*DATA IN THIS EXERCISE*:

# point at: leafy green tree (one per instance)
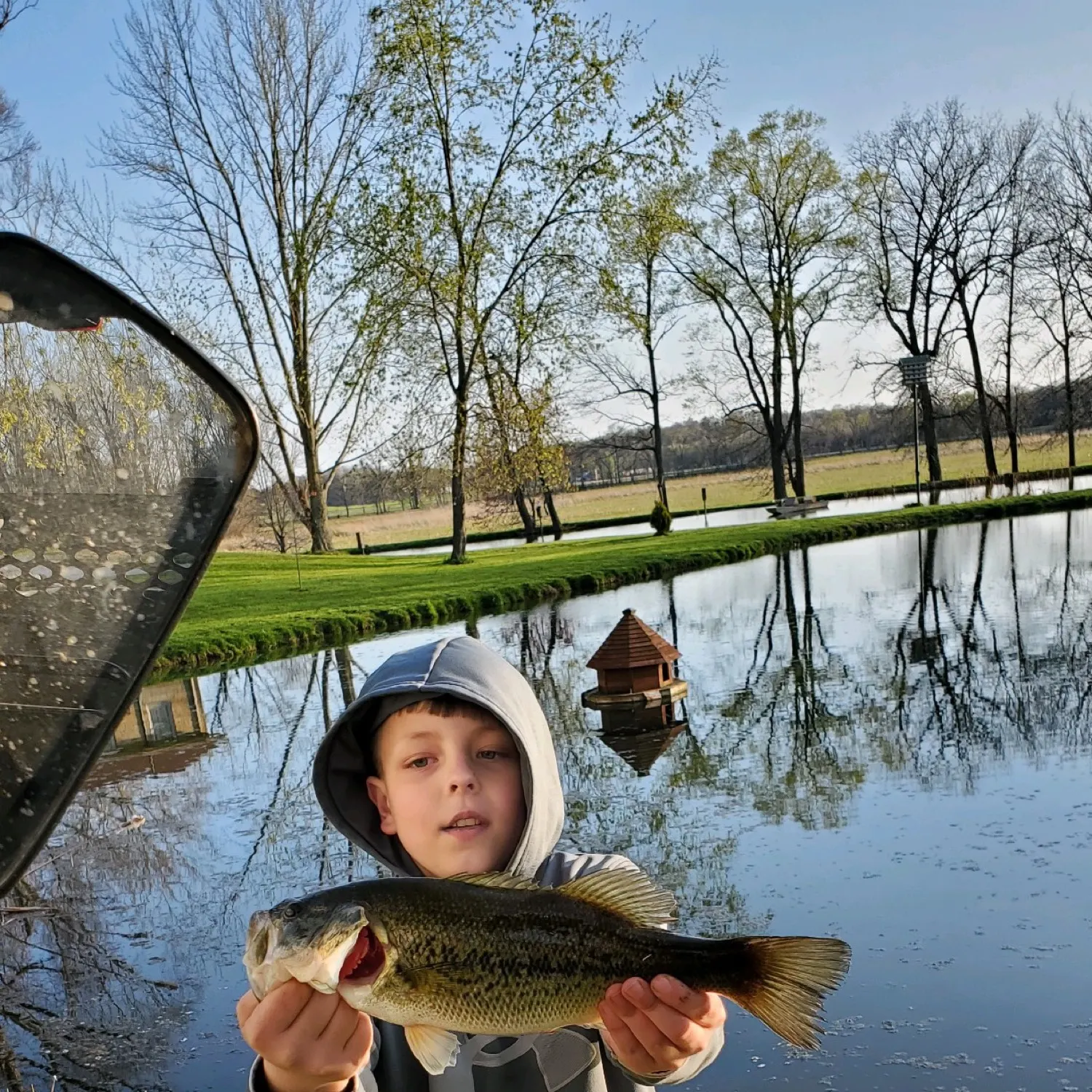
(769, 245)
(509, 128)
(644, 295)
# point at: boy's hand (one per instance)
(654, 1028)
(309, 1042)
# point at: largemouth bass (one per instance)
(498, 954)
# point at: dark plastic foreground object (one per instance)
(122, 454)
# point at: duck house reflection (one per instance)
(163, 732)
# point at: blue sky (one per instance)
(858, 63)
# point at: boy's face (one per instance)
(451, 790)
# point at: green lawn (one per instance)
(248, 606)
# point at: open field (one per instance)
(874, 470)
(248, 606)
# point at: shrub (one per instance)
(661, 518)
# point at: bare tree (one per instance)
(769, 245)
(644, 295)
(17, 146)
(1024, 231)
(255, 122)
(910, 181)
(513, 128)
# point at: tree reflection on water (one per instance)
(930, 661)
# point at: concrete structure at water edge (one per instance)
(163, 732)
(636, 668)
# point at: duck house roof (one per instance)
(631, 644)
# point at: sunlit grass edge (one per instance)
(249, 607)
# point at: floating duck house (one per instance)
(636, 668)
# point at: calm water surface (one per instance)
(887, 740)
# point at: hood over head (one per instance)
(461, 668)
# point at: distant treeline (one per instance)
(738, 443)
(732, 443)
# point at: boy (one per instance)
(445, 764)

*PROBLEM TO WORK ON*: Copy out every line of the records above word for word, omitting the picture.

*REPLY TO THE EXERCISE*:
# point at: leafy green tree (one per instance)
(769, 245)
(509, 128)
(644, 295)
# point at: boy's hand (one per instance)
(654, 1028)
(309, 1042)
# point at: largemouth bass (one per instance)
(498, 954)
# point at: dark plastic foreground object (one per instance)
(122, 454)
# point at: duck house reflection (one per instance)
(163, 732)
# point at: blue sky (one per instance)
(858, 63)
# point at: boy's face (one per instance)
(451, 790)
# point at: green lawn (one per instance)
(248, 606)
# point at: open field (one per instance)
(874, 470)
(248, 606)
# point at: shrub (one per instance)
(661, 518)
# point at: bare tree (one per instance)
(769, 245)
(644, 295)
(17, 146)
(1024, 231)
(255, 122)
(910, 181)
(513, 128)
# point at: tree reflection on water (one per instance)
(930, 661)
# point at: concrete structure at water edge (one per instance)
(163, 732)
(636, 668)
# point at: duck house roof (one per instance)
(631, 644)
# point at: sunlit grass edge (one per instance)
(249, 607)
# point at: floating duck house (one per instance)
(636, 668)
# point at: calm water surface (one per instance)
(887, 740)
# point at: hood over head (one per instance)
(461, 668)
# point at: distant treeline (one per instance)
(738, 443)
(732, 443)
# point at: boy (one per instance)
(445, 764)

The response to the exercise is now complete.